** Opening Extracted text block **
Text-as-Data/NLP I

HSS 611: Programming for HSS

Taegyoon Kim

Nov 11, 2025

Agenda

Things to be covered

  • Basic terms in text-as-data/NLP
  • Unit of analysis
  • Tokenization (segmentation)
  • Text normalization (= cleaning)
  • BoW / vector space models
  • Cosine similarity
  • TF-IDF weighting

Basic terms in text-as-data/NLP

Corpus

  • Corpus: a computer-readable collection of text or speech
  • Size of corpus: the number of texts (documents) or words

Basic terms in text-as-data/NLP

Sentence and punctuation

  • A set of words that is complete in itself
  • Utterance is the spoken version of a sentence
    • Disfluences: fragment, filler/filled pauses
    • E.g., “I do uh main- mainly business data processing”
  • Punctuation: period, comma, apostrophe, quotation, question, exclamation, brackets, parenthesis, dash (—), hyphen (-), ellipsis (…), colon, semicolon

Basic terms in text-as-data/NLP

Lemma

  • A set of lexical forms having the same stem \(\longleftrightarrow\) word forms
  • Run (lemma)
    • Runs (third person singular present)
    • Ran (simple past)
    • Running (present participle)

Basic terms in text-as-data/NLP

Tokens and types

  • Token: the total number N of running words
  • Type: the number of distinct words in a corpus (its size indicated with |V|)
  • E.g, “they picnicked by the pool, then lay back on the grass and looked at the stars”

Basic terms in text-as-data/NLP

Tokens and types

  • Heap’s Law

Basic terms in text-as-data/NLP

Strings

  • A sequence of characters

    • “file upload complete”
    • “I got a new job today”
    • “100%”
    • “?action=edit”

Basic terms in text-as-data/NLP

Reg(ular) ex(pression)
** Closing Extracted text block **
What you will do:
a) Answer these questions from the NLP lecture slides:
(i) What is the spoken version of a sentence called?
(ii) What notation indicates the size of the type count in a corpus?
(iii) Which lemma has the word forms "Runs," "Ran," and "Running"?
b) Can you reproduce the part of the NLP lecture slides between "HSS 611: Programming" and "normalization (= cleaning)", inclusive?
** Opening Available data block **
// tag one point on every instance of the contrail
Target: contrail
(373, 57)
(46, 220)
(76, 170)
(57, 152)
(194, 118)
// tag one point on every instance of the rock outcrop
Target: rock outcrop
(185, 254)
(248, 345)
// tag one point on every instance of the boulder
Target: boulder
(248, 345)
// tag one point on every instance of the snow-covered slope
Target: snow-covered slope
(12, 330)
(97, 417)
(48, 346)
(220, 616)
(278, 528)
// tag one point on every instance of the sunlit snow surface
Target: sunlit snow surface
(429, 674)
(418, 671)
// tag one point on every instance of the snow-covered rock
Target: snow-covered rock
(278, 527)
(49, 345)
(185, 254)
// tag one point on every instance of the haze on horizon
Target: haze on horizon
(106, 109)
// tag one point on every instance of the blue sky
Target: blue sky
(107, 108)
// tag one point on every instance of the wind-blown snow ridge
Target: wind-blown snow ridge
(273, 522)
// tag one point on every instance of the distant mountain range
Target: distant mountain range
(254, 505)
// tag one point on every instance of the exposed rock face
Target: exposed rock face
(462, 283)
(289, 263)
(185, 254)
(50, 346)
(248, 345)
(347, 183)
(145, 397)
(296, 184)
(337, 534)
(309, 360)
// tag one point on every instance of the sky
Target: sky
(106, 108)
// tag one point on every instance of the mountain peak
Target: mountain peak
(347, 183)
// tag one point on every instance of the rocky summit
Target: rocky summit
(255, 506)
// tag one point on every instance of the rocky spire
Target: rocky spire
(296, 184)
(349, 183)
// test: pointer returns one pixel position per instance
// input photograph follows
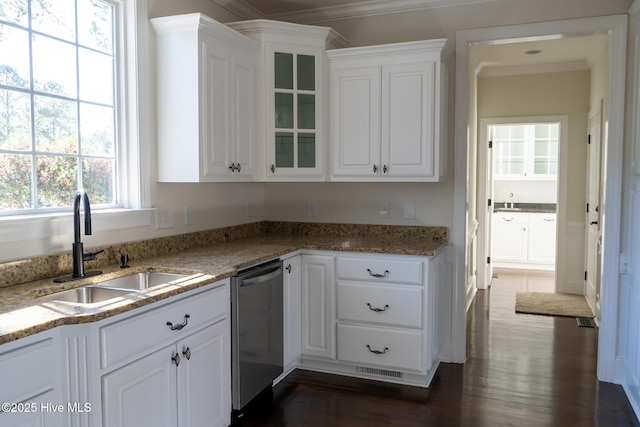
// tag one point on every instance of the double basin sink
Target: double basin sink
(106, 290)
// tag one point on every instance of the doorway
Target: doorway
(465, 160)
(519, 160)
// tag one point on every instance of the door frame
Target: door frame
(484, 232)
(616, 27)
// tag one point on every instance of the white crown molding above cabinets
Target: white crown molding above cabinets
(323, 11)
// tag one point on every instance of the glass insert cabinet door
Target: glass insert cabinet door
(295, 105)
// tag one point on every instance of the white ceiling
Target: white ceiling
(557, 54)
(315, 11)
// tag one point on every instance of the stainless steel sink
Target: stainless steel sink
(141, 281)
(86, 295)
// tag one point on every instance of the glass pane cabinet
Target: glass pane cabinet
(293, 96)
(294, 123)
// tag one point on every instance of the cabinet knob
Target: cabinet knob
(187, 353)
(378, 309)
(377, 351)
(176, 359)
(179, 326)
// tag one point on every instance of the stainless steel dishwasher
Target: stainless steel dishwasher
(256, 331)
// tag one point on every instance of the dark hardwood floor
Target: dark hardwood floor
(521, 370)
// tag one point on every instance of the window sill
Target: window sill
(35, 227)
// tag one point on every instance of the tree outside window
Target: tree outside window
(57, 103)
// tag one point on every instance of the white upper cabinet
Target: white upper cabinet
(292, 131)
(388, 112)
(206, 77)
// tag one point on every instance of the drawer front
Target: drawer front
(392, 305)
(390, 348)
(379, 270)
(137, 335)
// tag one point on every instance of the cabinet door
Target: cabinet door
(204, 377)
(509, 238)
(542, 238)
(215, 111)
(244, 117)
(291, 312)
(294, 111)
(408, 119)
(143, 393)
(318, 336)
(355, 103)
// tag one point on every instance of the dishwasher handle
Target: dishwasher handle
(261, 276)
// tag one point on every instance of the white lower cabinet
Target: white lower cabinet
(317, 294)
(32, 383)
(179, 375)
(185, 384)
(524, 240)
(291, 313)
(372, 315)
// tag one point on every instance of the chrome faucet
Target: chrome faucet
(79, 256)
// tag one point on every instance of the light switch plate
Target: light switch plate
(164, 218)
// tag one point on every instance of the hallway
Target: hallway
(521, 370)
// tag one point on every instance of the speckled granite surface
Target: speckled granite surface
(207, 257)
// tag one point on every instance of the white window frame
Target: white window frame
(134, 149)
(529, 154)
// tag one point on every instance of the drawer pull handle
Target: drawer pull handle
(181, 325)
(176, 359)
(377, 309)
(377, 351)
(187, 353)
(386, 273)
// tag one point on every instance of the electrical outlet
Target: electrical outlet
(383, 210)
(312, 208)
(409, 210)
(164, 218)
(188, 215)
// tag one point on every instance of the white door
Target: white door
(355, 103)
(318, 324)
(408, 119)
(204, 380)
(143, 393)
(594, 223)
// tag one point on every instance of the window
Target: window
(58, 103)
(525, 151)
(120, 194)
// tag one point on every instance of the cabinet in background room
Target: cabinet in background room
(206, 77)
(292, 132)
(389, 112)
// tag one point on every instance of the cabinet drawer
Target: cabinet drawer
(137, 335)
(379, 270)
(392, 348)
(386, 304)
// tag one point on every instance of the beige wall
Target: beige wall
(217, 205)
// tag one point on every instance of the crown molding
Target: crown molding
(353, 10)
(486, 71)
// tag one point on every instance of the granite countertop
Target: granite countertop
(22, 314)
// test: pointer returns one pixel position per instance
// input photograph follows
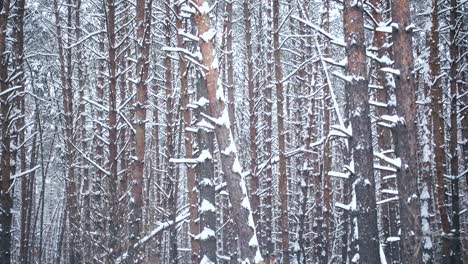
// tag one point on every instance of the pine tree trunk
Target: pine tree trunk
(6, 201)
(283, 178)
(241, 212)
(362, 179)
(405, 134)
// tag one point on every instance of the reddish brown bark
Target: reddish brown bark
(230, 164)
(283, 178)
(405, 134)
(456, 256)
(143, 22)
(268, 238)
(254, 182)
(112, 123)
(230, 68)
(191, 178)
(6, 201)
(362, 179)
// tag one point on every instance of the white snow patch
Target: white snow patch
(205, 234)
(207, 206)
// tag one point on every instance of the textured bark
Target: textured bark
(6, 201)
(171, 184)
(143, 22)
(81, 75)
(362, 179)
(327, 155)
(191, 177)
(269, 238)
(112, 143)
(254, 182)
(456, 255)
(242, 215)
(97, 201)
(230, 67)
(405, 134)
(205, 173)
(438, 126)
(283, 178)
(65, 59)
(25, 195)
(389, 211)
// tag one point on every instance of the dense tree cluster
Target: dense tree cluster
(199, 131)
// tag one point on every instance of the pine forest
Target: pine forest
(233, 131)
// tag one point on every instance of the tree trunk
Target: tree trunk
(143, 22)
(283, 178)
(405, 134)
(362, 179)
(456, 255)
(232, 170)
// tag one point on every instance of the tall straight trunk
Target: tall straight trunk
(6, 201)
(194, 227)
(25, 195)
(362, 179)
(170, 176)
(31, 176)
(268, 112)
(97, 201)
(254, 182)
(65, 59)
(230, 67)
(456, 256)
(283, 178)
(305, 172)
(206, 174)
(112, 143)
(327, 155)
(405, 134)
(241, 211)
(83, 135)
(143, 23)
(438, 126)
(389, 211)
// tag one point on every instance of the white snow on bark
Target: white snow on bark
(206, 206)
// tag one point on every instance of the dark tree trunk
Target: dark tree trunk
(362, 179)
(405, 134)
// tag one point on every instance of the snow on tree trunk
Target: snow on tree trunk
(243, 219)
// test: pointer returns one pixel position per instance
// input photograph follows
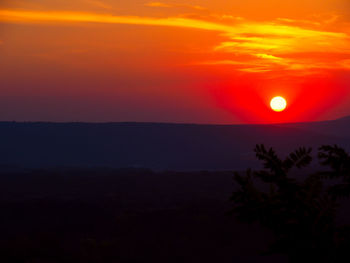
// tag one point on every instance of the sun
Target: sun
(278, 104)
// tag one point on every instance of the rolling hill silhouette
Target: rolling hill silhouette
(157, 145)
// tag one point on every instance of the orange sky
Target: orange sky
(175, 61)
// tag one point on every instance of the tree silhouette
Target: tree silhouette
(300, 213)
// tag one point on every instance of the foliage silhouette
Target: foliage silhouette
(300, 213)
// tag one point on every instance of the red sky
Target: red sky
(174, 61)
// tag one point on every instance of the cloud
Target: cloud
(269, 46)
(99, 4)
(165, 5)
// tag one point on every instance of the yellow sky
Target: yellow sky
(147, 40)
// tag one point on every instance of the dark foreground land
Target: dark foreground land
(123, 216)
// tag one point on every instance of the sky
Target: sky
(174, 61)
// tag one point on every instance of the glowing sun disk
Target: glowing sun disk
(278, 104)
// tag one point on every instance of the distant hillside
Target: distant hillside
(156, 145)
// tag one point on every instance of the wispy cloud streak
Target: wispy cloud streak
(269, 45)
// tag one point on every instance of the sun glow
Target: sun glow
(278, 104)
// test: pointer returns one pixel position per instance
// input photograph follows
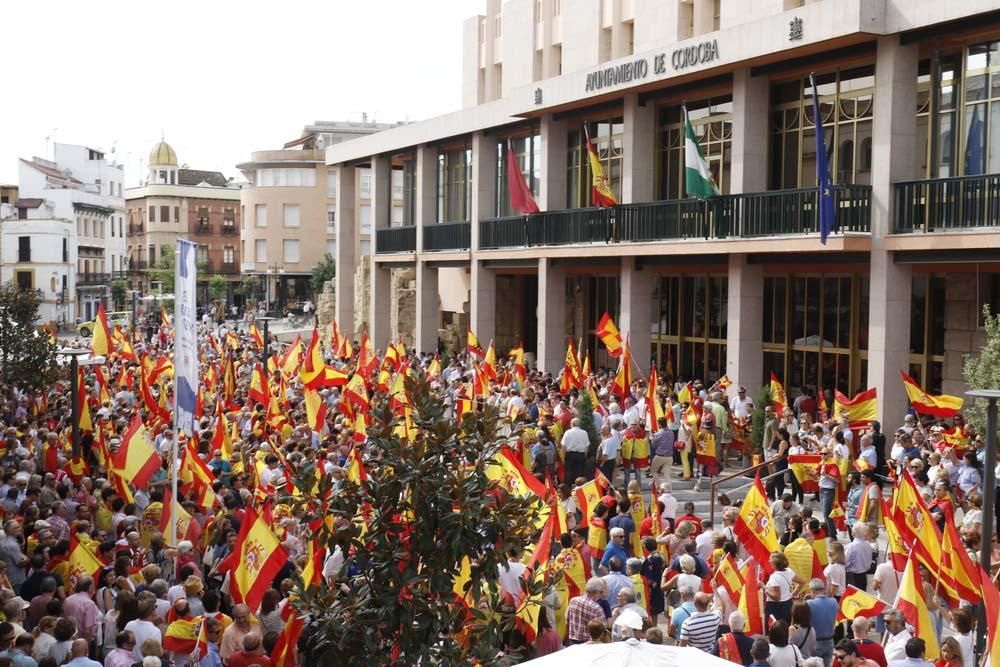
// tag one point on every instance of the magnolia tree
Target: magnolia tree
(427, 515)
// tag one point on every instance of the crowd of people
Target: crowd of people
(651, 563)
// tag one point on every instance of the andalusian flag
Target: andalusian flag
(609, 335)
(929, 404)
(910, 601)
(698, 181)
(100, 341)
(261, 556)
(136, 460)
(755, 525)
(601, 193)
(856, 602)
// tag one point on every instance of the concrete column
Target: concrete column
(551, 316)
(744, 349)
(894, 136)
(380, 306)
(426, 194)
(428, 307)
(634, 316)
(552, 195)
(346, 241)
(749, 146)
(484, 181)
(483, 301)
(638, 168)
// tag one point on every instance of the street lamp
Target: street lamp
(267, 342)
(989, 496)
(74, 354)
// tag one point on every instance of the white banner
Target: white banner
(185, 338)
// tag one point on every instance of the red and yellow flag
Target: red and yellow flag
(601, 193)
(755, 525)
(136, 460)
(856, 602)
(609, 335)
(261, 556)
(100, 341)
(910, 602)
(929, 404)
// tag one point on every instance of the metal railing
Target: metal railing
(448, 236)
(751, 215)
(396, 239)
(942, 204)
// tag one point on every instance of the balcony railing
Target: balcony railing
(448, 236)
(88, 279)
(729, 216)
(944, 204)
(396, 239)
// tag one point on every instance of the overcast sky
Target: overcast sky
(219, 78)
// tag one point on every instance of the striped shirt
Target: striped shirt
(700, 630)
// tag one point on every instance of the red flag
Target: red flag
(520, 195)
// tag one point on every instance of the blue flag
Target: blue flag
(827, 211)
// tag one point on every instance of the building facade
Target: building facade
(740, 283)
(82, 187)
(178, 202)
(289, 210)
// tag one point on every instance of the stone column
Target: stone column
(744, 349)
(638, 168)
(428, 306)
(894, 136)
(552, 195)
(426, 191)
(551, 316)
(345, 244)
(634, 317)
(744, 328)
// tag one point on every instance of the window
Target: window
(366, 183)
(24, 248)
(712, 122)
(366, 219)
(291, 218)
(331, 183)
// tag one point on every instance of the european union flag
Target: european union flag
(827, 211)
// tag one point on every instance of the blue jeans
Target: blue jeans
(826, 498)
(824, 649)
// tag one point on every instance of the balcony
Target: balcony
(92, 279)
(448, 236)
(948, 204)
(396, 239)
(781, 212)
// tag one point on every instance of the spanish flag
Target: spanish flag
(910, 601)
(100, 341)
(136, 460)
(601, 193)
(929, 404)
(778, 398)
(181, 636)
(856, 602)
(755, 525)
(859, 411)
(472, 345)
(609, 335)
(261, 556)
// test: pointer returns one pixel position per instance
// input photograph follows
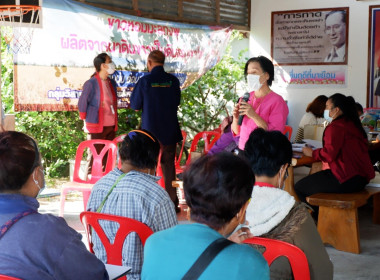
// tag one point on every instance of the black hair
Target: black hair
(216, 188)
(157, 56)
(267, 151)
(19, 156)
(347, 105)
(265, 64)
(140, 149)
(98, 61)
(317, 106)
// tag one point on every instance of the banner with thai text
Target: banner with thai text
(313, 76)
(318, 36)
(50, 75)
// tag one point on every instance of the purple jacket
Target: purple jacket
(91, 101)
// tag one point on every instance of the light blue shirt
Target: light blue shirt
(43, 247)
(136, 196)
(169, 254)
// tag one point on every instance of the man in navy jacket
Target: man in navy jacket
(158, 95)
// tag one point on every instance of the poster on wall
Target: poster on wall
(373, 85)
(311, 76)
(318, 36)
(50, 75)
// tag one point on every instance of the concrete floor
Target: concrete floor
(365, 265)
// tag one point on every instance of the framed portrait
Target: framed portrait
(317, 36)
(373, 85)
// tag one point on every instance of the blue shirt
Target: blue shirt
(43, 247)
(136, 196)
(169, 254)
(158, 94)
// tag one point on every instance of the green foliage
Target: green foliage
(59, 133)
(6, 78)
(206, 102)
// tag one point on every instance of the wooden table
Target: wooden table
(302, 161)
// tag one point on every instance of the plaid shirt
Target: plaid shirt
(136, 196)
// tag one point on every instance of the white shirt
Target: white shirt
(337, 54)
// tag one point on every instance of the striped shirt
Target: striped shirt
(136, 196)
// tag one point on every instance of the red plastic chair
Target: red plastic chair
(117, 140)
(276, 248)
(209, 138)
(159, 172)
(178, 168)
(126, 226)
(289, 130)
(85, 185)
(6, 277)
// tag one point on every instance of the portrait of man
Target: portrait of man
(335, 29)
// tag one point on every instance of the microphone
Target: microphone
(244, 98)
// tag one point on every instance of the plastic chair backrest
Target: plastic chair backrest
(159, 172)
(97, 164)
(209, 138)
(289, 130)
(178, 159)
(117, 140)
(126, 226)
(6, 277)
(276, 248)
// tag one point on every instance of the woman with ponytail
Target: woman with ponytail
(345, 149)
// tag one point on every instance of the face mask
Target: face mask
(111, 68)
(326, 115)
(253, 82)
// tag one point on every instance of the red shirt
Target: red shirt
(345, 150)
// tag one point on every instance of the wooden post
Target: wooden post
(1, 105)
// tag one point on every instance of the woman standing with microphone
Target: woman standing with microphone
(264, 108)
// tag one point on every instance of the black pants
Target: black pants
(168, 170)
(325, 182)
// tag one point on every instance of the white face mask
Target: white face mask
(111, 68)
(254, 82)
(326, 115)
(279, 179)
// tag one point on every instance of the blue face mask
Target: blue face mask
(326, 115)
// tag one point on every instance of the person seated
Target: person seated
(34, 245)
(313, 116)
(217, 190)
(227, 142)
(273, 213)
(345, 149)
(133, 192)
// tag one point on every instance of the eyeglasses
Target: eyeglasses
(286, 174)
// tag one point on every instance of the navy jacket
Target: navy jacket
(43, 247)
(158, 94)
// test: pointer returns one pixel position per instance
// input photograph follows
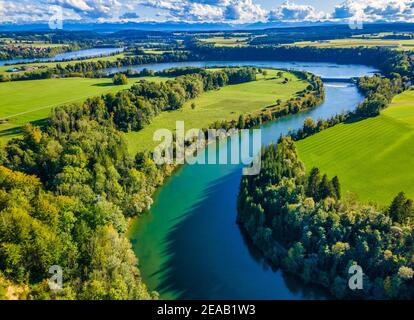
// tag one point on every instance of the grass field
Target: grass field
(226, 42)
(228, 103)
(354, 42)
(3, 69)
(373, 158)
(29, 101)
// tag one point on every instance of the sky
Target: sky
(216, 11)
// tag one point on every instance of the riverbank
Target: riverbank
(218, 252)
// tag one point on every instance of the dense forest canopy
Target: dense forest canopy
(300, 222)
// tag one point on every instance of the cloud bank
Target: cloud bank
(231, 11)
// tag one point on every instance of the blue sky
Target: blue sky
(326, 5)
(228, 11)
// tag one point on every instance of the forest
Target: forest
(301, 224)
(304, 224)
(68, 190)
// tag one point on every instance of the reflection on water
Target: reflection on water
(189, 245)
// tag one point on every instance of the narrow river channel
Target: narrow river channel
(189, 245)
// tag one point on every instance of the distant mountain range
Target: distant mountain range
(152, 26)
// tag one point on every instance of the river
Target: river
(189, 245)
(73, 55)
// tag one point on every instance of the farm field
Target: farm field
(228, 103)
(226, 42)
(29, 101)
(373, 158)
(357, 42)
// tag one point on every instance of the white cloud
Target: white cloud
(290, 11)
(376, 10)
(210, 10)
(234, 11)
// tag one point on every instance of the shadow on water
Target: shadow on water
(195, 272)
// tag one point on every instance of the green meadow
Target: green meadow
(31, 101)
(373, 158)
(358, 42)
(3, 69)
(226, 41)
(228, 103)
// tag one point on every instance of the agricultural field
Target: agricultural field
(3, 69)
(360, 42)
(226, 41)
(31, 101)
(228, 103)
(373, 158)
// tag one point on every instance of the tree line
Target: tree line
(96, 69)
(301, 223)
(67, 191)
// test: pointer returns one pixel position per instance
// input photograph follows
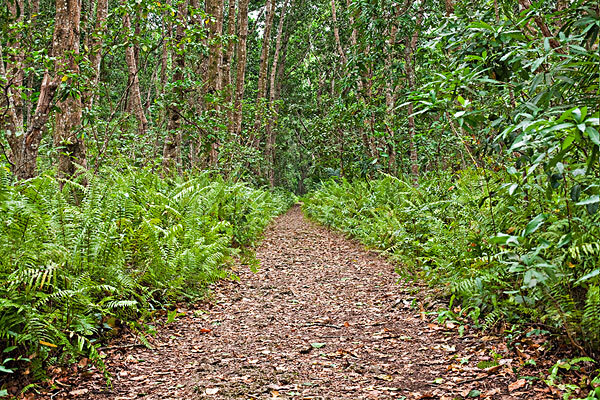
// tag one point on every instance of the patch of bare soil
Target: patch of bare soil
(321, 319)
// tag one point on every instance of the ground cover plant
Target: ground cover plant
(504, 263)
(138, 140)
(77, 261)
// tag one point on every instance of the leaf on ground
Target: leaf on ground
(517, 385)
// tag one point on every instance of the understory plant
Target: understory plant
(528, 257)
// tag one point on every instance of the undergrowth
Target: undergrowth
(509, 259)
(74, 261)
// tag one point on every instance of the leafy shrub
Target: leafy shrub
(542, 267)
(127, 243)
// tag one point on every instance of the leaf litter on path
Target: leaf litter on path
(322, 318)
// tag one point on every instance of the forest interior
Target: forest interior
(303, 199)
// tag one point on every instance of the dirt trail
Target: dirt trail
(322, 319)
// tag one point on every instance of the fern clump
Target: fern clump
(126, 243)
(507, 259)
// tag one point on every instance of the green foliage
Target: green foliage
(74, 262)
(445, 230)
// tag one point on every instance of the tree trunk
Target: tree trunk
(67, 138)
(96, 49)
(336, 34)
(262, 74)
(411, 43)
(228, 52)
(241, 67)
(135, 94)
(12, 101)
(172, 146)
(215, 57)
(270, 148)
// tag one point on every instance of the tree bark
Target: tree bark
(240, 67)
(135, 94)
(336, 34)
(262, 74)
(411, 43)
(228, 53)
(96, 49)
(11, 102)
(67, 138)
(172, 146)
(274, 95)
(215, 57)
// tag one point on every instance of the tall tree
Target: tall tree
(96, 48)
(134, 91)
(273, 97)
(261, 95)
(68, 137)
(236, 126)
(172, 145)
(215, 8)
(410, 45)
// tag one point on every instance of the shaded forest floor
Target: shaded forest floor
(321, 319)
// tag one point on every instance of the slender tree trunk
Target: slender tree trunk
(215, 57)
(96, 49)
(241, 67)
(270, 148)
(11, 99)
(411, 43)
(262, 74)
(390, 98)
(228, 52)
(135, 94)
(336, 34)
(67, 138)
(172, 146)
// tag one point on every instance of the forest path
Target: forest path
(322, 319)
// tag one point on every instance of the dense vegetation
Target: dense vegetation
(78, 261)
(439, 231)
(462, 137)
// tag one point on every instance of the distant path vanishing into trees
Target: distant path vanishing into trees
(321, 319)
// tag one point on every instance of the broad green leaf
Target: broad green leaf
(586, 277)
(535, 224)
(590, 200)
(593, 134)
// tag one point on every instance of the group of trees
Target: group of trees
(286, 90)
(162, 83)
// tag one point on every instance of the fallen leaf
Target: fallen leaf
(517, 385)
(78, 392)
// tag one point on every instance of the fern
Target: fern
(126, 243)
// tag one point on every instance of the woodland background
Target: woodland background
(461, 137)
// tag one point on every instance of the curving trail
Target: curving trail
(322, 319)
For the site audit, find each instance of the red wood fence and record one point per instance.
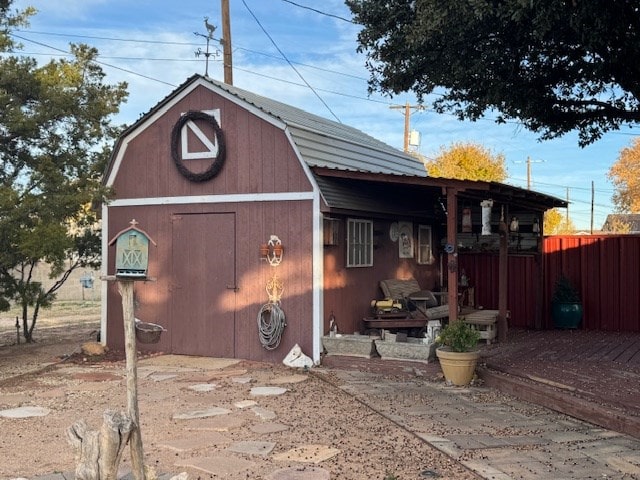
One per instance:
(604, 268)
** Closing Available data block **
Responses to the tasks:
a)
(i) Utterance
(ii) |V|
(iii) Run

b)
HSS 611: Programming for HSS

Taegyoon Kim

Nov 11, 2025

Agenda

Things to be covered

  • Basic terms in text-as-data/NLP
  • Unit of analysis
  • Tokenization (segmentation)
  • Text normalization (= cleaning)